WORK REQUEST
Up to and including the line that contains "positive clicks: (559, 106)", write out each line of the material from its first line, exactly.

SUPPLIED DATA
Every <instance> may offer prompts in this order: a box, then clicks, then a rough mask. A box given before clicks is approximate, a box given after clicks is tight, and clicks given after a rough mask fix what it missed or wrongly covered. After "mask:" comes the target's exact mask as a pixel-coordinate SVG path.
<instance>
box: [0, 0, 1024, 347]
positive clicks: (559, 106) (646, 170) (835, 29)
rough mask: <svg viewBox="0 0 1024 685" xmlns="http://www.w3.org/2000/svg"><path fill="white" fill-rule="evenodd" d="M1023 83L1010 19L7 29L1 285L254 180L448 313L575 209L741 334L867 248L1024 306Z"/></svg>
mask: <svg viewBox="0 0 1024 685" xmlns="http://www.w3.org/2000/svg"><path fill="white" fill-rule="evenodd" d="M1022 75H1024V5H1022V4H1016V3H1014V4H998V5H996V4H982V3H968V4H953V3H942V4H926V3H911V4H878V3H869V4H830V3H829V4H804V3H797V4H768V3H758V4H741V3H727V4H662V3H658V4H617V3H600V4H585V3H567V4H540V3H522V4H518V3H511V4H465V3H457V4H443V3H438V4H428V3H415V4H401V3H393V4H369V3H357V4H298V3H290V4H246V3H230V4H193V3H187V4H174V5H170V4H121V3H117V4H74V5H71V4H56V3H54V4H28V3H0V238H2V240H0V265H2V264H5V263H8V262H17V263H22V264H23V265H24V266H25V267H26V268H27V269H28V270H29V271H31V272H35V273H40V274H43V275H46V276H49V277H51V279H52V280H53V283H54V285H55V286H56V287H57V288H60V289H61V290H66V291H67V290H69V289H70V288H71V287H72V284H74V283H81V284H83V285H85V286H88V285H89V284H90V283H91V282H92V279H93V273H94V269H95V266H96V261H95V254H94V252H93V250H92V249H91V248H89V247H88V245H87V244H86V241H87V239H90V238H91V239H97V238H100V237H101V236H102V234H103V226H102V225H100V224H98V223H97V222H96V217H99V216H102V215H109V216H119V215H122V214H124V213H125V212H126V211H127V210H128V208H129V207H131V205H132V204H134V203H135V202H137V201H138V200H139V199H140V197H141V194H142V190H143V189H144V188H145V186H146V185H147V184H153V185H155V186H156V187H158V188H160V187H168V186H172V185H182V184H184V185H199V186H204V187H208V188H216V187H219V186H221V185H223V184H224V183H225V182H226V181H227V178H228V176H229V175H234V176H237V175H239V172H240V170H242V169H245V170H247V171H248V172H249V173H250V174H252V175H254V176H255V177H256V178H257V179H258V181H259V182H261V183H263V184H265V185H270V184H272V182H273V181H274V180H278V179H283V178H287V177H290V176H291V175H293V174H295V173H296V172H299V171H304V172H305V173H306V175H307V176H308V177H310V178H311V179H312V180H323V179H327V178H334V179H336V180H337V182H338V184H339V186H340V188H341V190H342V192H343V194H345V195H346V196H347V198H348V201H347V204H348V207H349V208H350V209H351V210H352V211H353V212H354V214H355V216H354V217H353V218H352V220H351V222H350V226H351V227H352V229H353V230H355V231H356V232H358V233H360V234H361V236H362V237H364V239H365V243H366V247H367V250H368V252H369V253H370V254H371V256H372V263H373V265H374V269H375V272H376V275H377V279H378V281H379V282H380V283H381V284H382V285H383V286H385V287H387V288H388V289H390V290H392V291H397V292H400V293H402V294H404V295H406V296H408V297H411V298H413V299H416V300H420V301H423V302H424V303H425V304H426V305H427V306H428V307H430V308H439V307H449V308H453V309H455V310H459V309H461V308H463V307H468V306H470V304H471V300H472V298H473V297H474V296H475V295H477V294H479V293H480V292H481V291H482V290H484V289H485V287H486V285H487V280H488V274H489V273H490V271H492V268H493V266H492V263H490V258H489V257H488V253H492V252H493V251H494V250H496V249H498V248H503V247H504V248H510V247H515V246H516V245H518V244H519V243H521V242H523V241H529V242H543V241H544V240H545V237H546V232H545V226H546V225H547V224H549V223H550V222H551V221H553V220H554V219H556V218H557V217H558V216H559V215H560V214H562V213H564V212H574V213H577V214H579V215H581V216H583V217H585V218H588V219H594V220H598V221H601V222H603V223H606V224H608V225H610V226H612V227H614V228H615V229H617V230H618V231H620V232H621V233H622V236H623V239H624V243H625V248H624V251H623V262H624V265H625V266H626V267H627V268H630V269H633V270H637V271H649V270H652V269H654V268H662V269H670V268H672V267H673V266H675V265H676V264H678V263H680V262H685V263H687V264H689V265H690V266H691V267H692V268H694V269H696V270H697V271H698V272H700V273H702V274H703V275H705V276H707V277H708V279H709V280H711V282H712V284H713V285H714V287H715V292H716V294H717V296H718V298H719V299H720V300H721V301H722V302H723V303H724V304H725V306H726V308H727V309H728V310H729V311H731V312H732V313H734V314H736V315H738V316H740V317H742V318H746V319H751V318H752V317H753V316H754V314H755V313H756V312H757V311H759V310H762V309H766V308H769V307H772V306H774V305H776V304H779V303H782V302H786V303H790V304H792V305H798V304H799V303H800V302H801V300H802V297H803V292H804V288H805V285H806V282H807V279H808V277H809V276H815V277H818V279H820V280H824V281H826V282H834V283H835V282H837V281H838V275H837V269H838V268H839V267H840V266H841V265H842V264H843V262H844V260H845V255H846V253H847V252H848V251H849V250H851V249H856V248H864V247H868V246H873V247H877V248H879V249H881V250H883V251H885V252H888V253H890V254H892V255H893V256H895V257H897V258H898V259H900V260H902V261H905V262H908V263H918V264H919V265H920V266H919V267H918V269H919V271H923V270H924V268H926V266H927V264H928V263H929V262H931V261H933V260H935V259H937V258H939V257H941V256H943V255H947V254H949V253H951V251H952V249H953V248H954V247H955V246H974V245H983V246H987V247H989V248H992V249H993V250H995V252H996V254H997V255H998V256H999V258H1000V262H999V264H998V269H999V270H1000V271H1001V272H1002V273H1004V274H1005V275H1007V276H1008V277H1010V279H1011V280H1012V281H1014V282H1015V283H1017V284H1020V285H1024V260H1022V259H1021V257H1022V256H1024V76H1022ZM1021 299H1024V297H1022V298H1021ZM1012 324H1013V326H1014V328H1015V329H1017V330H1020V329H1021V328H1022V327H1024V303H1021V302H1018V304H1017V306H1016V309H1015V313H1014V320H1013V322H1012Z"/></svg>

SOLUTION TO THIS PROBLEM
Every <instance> may offer prompts in this order: a box, then clicks, then a rough mask. A box given before clicks is approximate, a box given after clicks is tight, and clicks given after a rough mask fix what it missed or wrongly covered. After "mask:" comes the target's exact mask as a pixel-coordinate SVG path.
<instance>
box: [0, 0, 1024, 347]
positive clicks: (559, 106) (646, 170) (835, 29)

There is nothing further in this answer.